● **Entri data tersimpan**
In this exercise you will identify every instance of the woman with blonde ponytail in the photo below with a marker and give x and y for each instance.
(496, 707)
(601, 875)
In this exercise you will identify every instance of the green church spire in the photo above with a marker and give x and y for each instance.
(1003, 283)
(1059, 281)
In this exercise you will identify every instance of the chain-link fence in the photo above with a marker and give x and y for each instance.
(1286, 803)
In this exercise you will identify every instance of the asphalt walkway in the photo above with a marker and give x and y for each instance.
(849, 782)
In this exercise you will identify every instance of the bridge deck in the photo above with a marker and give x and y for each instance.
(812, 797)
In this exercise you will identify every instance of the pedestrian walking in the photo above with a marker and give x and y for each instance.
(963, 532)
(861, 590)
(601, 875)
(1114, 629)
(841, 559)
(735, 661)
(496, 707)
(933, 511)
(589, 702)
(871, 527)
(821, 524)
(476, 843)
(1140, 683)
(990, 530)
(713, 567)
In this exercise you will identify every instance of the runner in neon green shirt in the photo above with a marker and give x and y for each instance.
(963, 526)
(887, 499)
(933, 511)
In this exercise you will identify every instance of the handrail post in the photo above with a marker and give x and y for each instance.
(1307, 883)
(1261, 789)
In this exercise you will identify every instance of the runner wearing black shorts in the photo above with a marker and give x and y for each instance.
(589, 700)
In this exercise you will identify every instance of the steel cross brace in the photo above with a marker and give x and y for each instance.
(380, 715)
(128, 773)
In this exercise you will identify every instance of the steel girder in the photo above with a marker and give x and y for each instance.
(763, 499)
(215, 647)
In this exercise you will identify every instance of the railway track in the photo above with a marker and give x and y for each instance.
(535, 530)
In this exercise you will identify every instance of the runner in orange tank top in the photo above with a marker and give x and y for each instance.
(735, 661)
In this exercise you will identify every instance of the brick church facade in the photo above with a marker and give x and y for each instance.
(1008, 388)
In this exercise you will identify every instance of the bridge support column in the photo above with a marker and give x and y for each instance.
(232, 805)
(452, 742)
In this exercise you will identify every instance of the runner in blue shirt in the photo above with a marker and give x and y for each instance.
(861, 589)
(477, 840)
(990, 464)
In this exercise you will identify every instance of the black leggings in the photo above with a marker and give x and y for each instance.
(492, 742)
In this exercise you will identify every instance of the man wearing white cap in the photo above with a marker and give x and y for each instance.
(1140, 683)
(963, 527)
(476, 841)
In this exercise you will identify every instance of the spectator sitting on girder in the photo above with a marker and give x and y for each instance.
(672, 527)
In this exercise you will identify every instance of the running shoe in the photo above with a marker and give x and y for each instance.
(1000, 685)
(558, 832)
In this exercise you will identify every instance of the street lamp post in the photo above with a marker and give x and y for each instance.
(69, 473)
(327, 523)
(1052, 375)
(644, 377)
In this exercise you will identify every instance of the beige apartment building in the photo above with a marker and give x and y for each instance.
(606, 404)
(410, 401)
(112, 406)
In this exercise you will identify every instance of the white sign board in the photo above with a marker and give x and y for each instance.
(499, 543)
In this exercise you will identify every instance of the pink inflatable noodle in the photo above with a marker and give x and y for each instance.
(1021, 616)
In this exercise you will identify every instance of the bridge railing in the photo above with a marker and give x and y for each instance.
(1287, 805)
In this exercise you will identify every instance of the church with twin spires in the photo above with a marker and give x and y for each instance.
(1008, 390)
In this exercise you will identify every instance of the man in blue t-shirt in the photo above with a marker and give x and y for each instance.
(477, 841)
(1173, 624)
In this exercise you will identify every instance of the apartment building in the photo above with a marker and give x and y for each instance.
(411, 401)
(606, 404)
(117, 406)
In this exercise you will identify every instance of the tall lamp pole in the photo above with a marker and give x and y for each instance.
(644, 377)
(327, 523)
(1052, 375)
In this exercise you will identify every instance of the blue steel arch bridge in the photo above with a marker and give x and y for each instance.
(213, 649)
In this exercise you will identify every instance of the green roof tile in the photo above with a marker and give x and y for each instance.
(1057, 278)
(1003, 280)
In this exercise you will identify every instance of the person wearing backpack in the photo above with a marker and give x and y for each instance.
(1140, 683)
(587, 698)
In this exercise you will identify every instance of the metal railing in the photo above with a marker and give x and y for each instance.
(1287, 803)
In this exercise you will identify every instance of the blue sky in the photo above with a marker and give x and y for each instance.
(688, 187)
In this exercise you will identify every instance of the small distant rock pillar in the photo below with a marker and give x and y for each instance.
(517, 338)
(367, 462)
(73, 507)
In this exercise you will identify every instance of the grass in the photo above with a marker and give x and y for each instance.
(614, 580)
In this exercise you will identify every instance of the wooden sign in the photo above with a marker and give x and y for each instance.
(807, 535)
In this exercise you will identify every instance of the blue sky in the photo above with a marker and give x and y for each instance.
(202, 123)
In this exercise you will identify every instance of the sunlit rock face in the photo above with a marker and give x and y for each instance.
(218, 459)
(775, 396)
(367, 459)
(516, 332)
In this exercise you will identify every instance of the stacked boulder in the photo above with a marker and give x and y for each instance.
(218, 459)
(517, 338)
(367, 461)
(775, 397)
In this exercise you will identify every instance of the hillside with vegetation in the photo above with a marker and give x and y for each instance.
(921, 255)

● **Petunjuk dan Ketentuan**
Tulis ulang seluruh baris di atas tanpa mengubah satu huruf atau tanda baca pun.

● **Hasil Latihan**
In this exercise you will identify every instance of the woman with blonde ponytail in the photo below with a marker and give x and y for each instance.
(496, 707)
(601, 875)
In this exercise you will identify every instance of the green church spire in the photo above with a marker and give x and y for each instance.
(1003, 283)
(1059, 281)
In this exercise you will identify every instance of the chain-link fence in the photo above with a marker and give x and y for each instance.
(1286, 803)
In this exercise you will identify every instance of the asphalt walkway in the photo above with a marker and give x and y for each instance.
(849, 782)
In this exercise you will identify every instance of the bridge deck in the photo above with a marker and give x and y for each instance.
(812, 797)
In this exercise you will identify every instance of the pedestrian walking in the photo above with a marker and give x and y for each instance.
(963, 532)
(861, 590)
(601, 875)
(1114, 629)
(841, 559)
(735, 661)
(496, 707)
(933, 511)
(589, 702)
(871, 527)
(821, 524)
(476, 843)
(1140, 683)
(990, 530)
(713, 567)
In this exercise you will identify every instance of the runner in neon green shirt in the photo above with a marker and give x and y for each instance.
(963, 526)
(887, 499)
(933, 511)
In this exercise you will identify every instance of the handrail post in the photo above with a marker and give x and y for each instance.
(1307, 883)
(1261, 789)
In this exercise you will identify every instance of the runner wearing black shorts in the photo above with a marker and give x and y for each instance.
(589, 700)
In this exercise you will identify every instance of the steel cross brace in the photo above with a marker and give x and y for each instance.
(380, 715)
(128, 773)
In this exercise you will identify every instance of the steel girder in the photo above with a marker and give x and y for each instance.
(763, 499)
(215, 647)
In this exercise you will identify every instance of the railway track in the photo above with a marker and give x and y for each instance.
(535, 530)
In this exercise you will identify every instance of the runner in orange tank top in the photo above with a marker and give x and y for each instance.
(735, 661)
In this exercise you will identify every instance of the brick church facade in the photo above with a marker and give x and y for each instance.
(1008, 388)
In this exercise you will identify every instance of the bridge support column in the photo above with a marker and give x and y for each instance.
(232, 805)
(452, 742)
In this exercise you will identify every instance of the runner in blue shirt in the photo above with a marker and give x and y for each instance.
(861, 589)
(477, 840)
(990, 464)
In this exercise you will identify every instance of the black leggings in the photo above with a marker and give x and y for each instance.
(492, 742)
In this exercise you will identify every instance of the man wearing white cap in the photo above with a marker and give x and y for each instance.
(1140, 683)
(963, 527)
(476, 841)
In this exercise you will identify every instance of the spectator sitting on girder in the photo above with a marker and give x and y for each instance.
(672, 527)
In this exercise you will identify every instance of the running shoe in the photo above with a marker and give x and y for each instance.
(1000, 685)
(558, 832)
In this exercise you will identify every instance of the street lamp post in the photo above with a marker and give x and y for each instance.
(69, 473)
(327, 523)
(1052, 375)
(644, 377)
In this exercise you will identify every instance of the beige apartment building in the photo above with a marker and give x and y for each instance.
(606, 404)
(410, 401)
(112, 406)
In this exercise you will identify every instance of the white sign board in the photo above with a marker and give x and y for each instance.
(499, 543)
In this exercise you will identify every instance of the pink inflatable noodle in the photo above with a marker and give x and y for each instance.
(1021, 616)
In this exercise you will identify every instance of the bridge railing in the photo above with a marker and give x and y for each instance.
(1287, 805)
In this exercise you will identify every instance of the church with twin spires in the photo above with a marker and give x and y for each instance.
(1008, 390)
In this exercise you will identify every instance of the man in blue t-shirt in the photo above with a marker and give x and y for each instance.
(477, 841)
(1173, 624)
In this exercise you will identify every instance of the apartment building in the photo above with a marker and give x and y for each instance.
(411, 401)
(606, 404)
(117, 406)
In this exercise you will identify every instance of the tall lamp pole in the photo above with a marker and give x and y for each instance.
(644, 377)
(327, 523)
(1052, 375)
In this exercise you will identify every instance of the blue steel arch bridge in the photo above with a marker and give x and y for each instance.
(213, 649)
In this exercise you will identify every instance of the green roof tile in the photo above with a marker and give x and y for each instance.
(1057, 278)
(1003, 280)
In this exercise you will identify every instance of the person wearing backpack in the photo above with a marker and give x and y for each instance.
(1140, 683)
(587, 698)
In this exercise you will identify every instance of the metal railing in the photo above with a marker and give x and y for each instance.
(1287, 803)
In this exercise you will identify every instance of the blue sky in the photo above with a marker and give x and y for each instance.
(688, 187)
In this exercise you will identify every instance of the small distant rock pillar in the photo below with a marker and give x and y for each instance.
(517, 338)
(367, 462)
(73, 507)
In this exercise you will identify every instance of the grass in the photo above with a marker and give x and y for each instance.
(614, 580)
In this exercise you will identify every instance of the wooden sign in the photo above with a marker and give x and y for each instance.
(807, 535)
In this exercise you will identify every instance of the blue sky in the photo above with a marker and give x and y for each instance.
(202, 123)
In this exercise you will identify every instance of the sunlit rock face in the photo above with a marker and give x and y for each instance.
(218, 459)
(775, 396)
(367, 459)
(516, 332)
In this exercise you will identify every instance of the stacked boulder in the photo above with a marker and give x and y for each instance.
(218, 459)
(517, 338)
(367, 461)
(775, 397)
In this exercise you will identify every instance of the hillside with vegetation in the photo above with a marker and give x and y for each instance.
(921, 255)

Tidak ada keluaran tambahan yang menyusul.